Start of Given data
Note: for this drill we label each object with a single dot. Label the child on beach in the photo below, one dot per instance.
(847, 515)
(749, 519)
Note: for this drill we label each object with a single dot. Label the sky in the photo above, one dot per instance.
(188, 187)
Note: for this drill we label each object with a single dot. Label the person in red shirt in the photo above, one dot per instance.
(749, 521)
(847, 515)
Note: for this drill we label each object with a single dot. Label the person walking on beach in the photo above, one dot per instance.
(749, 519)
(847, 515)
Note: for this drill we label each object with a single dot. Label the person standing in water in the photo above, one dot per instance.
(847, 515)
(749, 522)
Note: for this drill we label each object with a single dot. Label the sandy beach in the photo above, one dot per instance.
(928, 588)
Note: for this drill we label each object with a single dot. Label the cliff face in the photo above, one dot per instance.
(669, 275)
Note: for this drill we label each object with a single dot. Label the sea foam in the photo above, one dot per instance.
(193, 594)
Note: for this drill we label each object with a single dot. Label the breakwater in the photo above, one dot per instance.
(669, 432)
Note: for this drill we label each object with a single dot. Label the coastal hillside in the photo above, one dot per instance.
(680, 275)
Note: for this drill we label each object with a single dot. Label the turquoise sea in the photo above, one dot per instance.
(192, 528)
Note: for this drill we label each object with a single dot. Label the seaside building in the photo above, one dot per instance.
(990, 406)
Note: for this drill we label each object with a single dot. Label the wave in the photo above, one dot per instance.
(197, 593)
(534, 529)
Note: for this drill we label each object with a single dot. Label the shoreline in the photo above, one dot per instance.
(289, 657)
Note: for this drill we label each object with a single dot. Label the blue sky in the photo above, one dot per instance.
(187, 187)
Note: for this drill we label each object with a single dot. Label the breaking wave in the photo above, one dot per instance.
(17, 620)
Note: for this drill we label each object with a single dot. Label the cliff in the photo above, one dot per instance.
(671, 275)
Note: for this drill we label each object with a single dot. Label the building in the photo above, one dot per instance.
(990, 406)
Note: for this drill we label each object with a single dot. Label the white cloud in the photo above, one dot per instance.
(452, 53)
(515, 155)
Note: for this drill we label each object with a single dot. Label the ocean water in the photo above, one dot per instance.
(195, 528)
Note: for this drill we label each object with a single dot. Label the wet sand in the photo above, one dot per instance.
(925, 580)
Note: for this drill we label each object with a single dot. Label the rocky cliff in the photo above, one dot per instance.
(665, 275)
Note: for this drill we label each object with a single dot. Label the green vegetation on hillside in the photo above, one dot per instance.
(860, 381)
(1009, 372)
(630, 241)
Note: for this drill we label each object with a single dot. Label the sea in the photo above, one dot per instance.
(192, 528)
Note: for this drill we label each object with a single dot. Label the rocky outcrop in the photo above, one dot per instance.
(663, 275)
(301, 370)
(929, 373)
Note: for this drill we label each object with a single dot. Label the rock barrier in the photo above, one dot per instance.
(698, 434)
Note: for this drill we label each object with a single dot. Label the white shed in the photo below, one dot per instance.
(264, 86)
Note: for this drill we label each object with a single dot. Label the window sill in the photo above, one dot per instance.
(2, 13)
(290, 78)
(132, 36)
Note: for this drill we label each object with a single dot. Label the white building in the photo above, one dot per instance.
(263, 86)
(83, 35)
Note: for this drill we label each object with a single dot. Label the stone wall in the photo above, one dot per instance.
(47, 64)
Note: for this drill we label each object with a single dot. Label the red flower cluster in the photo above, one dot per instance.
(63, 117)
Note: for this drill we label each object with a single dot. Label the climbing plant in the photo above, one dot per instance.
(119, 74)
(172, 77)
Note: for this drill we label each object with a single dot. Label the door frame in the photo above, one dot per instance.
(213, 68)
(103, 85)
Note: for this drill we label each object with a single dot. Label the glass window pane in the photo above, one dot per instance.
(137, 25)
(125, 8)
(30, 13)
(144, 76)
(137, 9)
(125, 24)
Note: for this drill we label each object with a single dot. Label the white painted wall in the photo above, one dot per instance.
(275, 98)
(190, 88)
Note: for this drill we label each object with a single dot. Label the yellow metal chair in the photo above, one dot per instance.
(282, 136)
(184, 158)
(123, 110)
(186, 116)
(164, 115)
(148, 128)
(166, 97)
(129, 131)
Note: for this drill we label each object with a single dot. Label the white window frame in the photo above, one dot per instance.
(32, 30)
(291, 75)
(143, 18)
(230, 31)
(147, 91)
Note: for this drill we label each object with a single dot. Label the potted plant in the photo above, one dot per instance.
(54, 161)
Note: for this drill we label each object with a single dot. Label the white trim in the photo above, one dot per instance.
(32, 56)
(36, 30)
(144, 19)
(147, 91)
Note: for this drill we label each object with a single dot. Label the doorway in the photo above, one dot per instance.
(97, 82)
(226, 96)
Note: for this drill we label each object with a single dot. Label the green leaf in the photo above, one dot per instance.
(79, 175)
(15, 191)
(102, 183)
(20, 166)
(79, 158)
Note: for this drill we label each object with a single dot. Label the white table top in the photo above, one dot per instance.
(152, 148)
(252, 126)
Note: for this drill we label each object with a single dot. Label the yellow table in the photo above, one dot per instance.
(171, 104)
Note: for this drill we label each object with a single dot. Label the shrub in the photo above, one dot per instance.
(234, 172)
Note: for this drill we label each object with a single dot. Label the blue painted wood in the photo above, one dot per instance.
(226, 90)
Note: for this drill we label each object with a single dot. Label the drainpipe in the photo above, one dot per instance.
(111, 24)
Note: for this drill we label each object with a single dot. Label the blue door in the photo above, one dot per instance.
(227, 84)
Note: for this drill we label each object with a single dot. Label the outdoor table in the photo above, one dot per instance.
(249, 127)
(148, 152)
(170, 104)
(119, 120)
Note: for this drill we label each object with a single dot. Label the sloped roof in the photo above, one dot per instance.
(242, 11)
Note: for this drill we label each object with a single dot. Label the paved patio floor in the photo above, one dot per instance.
End of Given data
## Exercise aim
Repeat all of the records above exactly as written.

## Written response
Note: for this drill we label each object with a single dot. Label the child on beach in the photo below, one dot per instance.
(847, 515)
(749, 519)
Note: for this drill we label each object with a single dot. Label the sky in the photo above, one dot per instance.
(188, 187)
Note: for this drill we label each object with a single dot. Label the person in red shirt in the photo above, one dot per instance.
(749, 521)
(847, 515)
Note: for this drill we label each object with a single dot. Label the person walking on beach in the photo above, one dot per instance.
(749, 519)
(847, 515)
Note: for this drill we label each object with a single dot. Label the person standing in water in the photo above, one dot per instance.
(847, 515)
(749, 522)
Note: for this drill we label each object with a single dot. Label the sandy beach in the photo above, one dot per instance.
(928, 588)
Note: for this drill we label each object with a single dot. Label the cliff face in the photo above, one dot per instance.
(669, 275)
Note: for this drill we label each object with a single dot. Label the sea foam in the photo above, one dot per instance.
(193, 594)
Note: for this drill we label each object with a single dot. Label the breakwater in the photo above, one dot per instance.
(669, 432)
Note: for this drill we label each object with a single dot. Label the coastal hillside in the photo above, one dot per instance.
(680, 275)
Note: for this drill we label each object with a single dot. Label the turquoise sea in the photo above, one dot per instance.
(192, 528)
Note: for this drill we label each object with a single dot. Label the seaside building in the photo above, one dot per instance.
(990, 406)
Note: for this drill we label each object with a single dot. Label the wave in the photo above, one dot per instance.
(197, 593)
(534, 529)
Note: for this drill we label each object with a single dot. Label the shoreline in the photo above, one dot per instance.
(289, 657)
Note: for this drill we label each object with a single dot. Label the blue sky in the photo above, one dot per instance.
(187, 187)
Note: for this drill we label each object with a single dot. Label the breaking wave in the photo above, one dot per instance.
(17, 620)
Note: for this drill we label each object with a single dot. Label the cliff in the photo above, one dot per instance.
(671, 275)
Note: for this drill we label each object with a single dot. Label the building in the photo above, one dot per instance.
(990, 406)
Note: for this drill we label each object with a single dot. Label the white cloud in the photo above, one dot per instance.
(452, 53)
(515, 155)
Note: for this drill we label each object with a single dot. Label the ocean water in the photo above, one dot per instance.
(195, 528)
Note: for this drill we label each object with a single dot. Label the wet sand in the photo above, one dot per instance.
(925, 580)
Note: for this drill we label each object with a single dot. Label the rocky cliff in the photo above, one dot per instance.
(665, 275)
Note: for this drill we label each object with a single dot. Label the green vegetation on hillside in the photo above, one dot per instance.
(860, 381)
(1009, 372)
(630, 241)
Note: for this drill we label each object with a single dot. Label the sea in the photo above, one dot per instance.
(192, 528)
Note: for this drill we label each object with a single dot. Label the rocky outcrop in the photo above, one dot per instance.
(663, 275)
(301, 370)
(929, 373)
Note: for this drill we label each object with a single dot. Label the rock barrier in the photo above, one dot per instance.
(698, 434)
Note: for this drill we label each object with a single dot. Label the white shed in the photo below, one dot per instance.
(264, 86)
Note: for this drill we label each object with a single dot. Label the window sill in the photo above, one dot per instance.
(2, 13)
(290, 78)
(132, 36)
Note: for this drill we label each object with a single dot. Label the white building in the photo above, one dot per instance.
(263, 86)
(83, 35)
Note: for this drill we label each object with a single dot. Label the stone wall in the photo above, one dot per instance.
(47, 64)
Note: for this drill we label each object with a single dot. Label the red flower cluster in the photo above, one dot per instance.
(63, 117)
Note: for this drill we label each object with a single dot. Label the climbing plant in the photo above, one dot per instance.
(119, 74)
(172, 77)
Note: for this drill we label each object with a single dot. Label the door frame in the photo above, one dot per instance.
(213, 68)
(103, 85)
Note: for this drill we label each object with a single dot. Label the glass window pane in the photo above, one dot per instance.
(137, 25)
(125, 8)
(30, 13)
(144, 76)
(137, 9)
(125, 24)
Note: for this drill we label each object with a single dot. Label the white painted wall in the photo above, one dot per instance.
(275, 98)
(190, 88)
Note: for this drill we label each object with a single dot. Label the yellow metal chair in the photo above, one dot per instance.
(282, 136)
(184, 158)
(123, 110)
(186, 116)
(164, 115)
(148, 128)
(166, 97)
(129, 131)
Note: for this drill we label each object with a single dot. Label the white window frame in the photo above, one dot per instance.
(32, 30)
(291, 75)
(143, 18)
(230, 31)
(147, 91)
Note: for this drill we label each object with a single dot. Label the potted plant in the photo above, one dot per instance.
(54, 161)
Note: for this drill we label each object with a single dot. Label the white trim in the photo above, one dot per instance.
(32, 56)
(36, 30)
(144, 19)
(147, 91)
Note: for this drill we label each object with a single dot. Label the doorway in the photo above, one dot per instance.
(97, 82)
(226, 96)
Note: for this drill we label each object with a single dot. Label the green leaf in the photo above, one dot per instance.
(79, 175)
(15, 191)
(102, 183)
(20, 166)
(79, 158)
Note: for this drill we label each object with a single dot. Label the white table top in the photo above, one dot per instance.
(152, 148)
(252, 126)
Note: for this drill we label each object with a single dot. Label the yellow table in the photo above, one dot per instance.
(171, 104)
Note: for this drill we label each object with a single dot. Label the shrub in the photo above, one dot per instance.
(234, 172)
Note: for this drill we label each object with a single dot. Label the blue painted wood in the photo above, one dot per instance.
(226, 90)
Note: for this drill we label each object with a single dot. Label the drainpipe in the photo above, one dot per instance.
(111, 24)
Note: for this drill we label each object with a single dot. Label the blue door in the photo above, one dot per instance.
(227, 84)
Note: for this drill we label each object with a single dot. Label the outdoor table in the photo above, one dot per instance.
(249, 127)
(148, 152)
(170, 104)
(119, 120)
Note: for this drill we label each object with a single dot. Label the sloped roof in the photo above, one dot per instance.
(242, 11)
Note: for this drill we label each object with a single dot. Label the paved patio floor in the photo above, one dot per instance.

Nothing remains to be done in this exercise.